[Exercise requirements] Set down the line that has "Report the location of every instance of the wooden easel frame" and each line beneath it, through the last line of the entries, exactly and with no others.

Data extracts: Begin

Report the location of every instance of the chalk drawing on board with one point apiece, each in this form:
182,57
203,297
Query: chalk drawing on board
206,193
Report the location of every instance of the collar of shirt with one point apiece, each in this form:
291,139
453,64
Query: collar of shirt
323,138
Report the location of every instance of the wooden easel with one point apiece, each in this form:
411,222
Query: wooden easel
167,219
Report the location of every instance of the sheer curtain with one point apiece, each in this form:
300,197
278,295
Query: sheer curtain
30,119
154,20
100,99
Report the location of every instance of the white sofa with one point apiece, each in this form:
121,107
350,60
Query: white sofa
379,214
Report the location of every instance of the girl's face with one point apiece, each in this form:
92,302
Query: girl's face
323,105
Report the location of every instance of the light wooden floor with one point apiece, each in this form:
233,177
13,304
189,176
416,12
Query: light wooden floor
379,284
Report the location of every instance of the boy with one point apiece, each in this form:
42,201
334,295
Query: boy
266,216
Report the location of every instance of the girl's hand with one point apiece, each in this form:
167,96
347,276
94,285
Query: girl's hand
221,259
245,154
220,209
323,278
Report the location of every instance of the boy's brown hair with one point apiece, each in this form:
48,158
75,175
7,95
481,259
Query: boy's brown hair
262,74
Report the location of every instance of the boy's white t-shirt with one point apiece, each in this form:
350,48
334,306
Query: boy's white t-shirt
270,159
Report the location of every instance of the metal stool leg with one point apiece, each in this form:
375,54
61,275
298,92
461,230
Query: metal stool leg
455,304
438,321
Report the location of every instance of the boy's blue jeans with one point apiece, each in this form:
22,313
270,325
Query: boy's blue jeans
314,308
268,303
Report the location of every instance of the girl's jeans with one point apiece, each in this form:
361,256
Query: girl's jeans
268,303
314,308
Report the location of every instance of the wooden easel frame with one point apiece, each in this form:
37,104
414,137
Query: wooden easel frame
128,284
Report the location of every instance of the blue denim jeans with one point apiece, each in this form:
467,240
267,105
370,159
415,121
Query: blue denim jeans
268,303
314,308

Data extracts: End

[Task answer]
Report the location of every instance of the wooden easel frame with one point apiece, each in this form:
37,104
414,137
Query: wooden easel frame
128,284
Report the location of every instance of the blue denim jeans with one point apiece, each in this form:
467,240
267,105
370,159
415,121
Query: blue denim jeans
268,303
314,308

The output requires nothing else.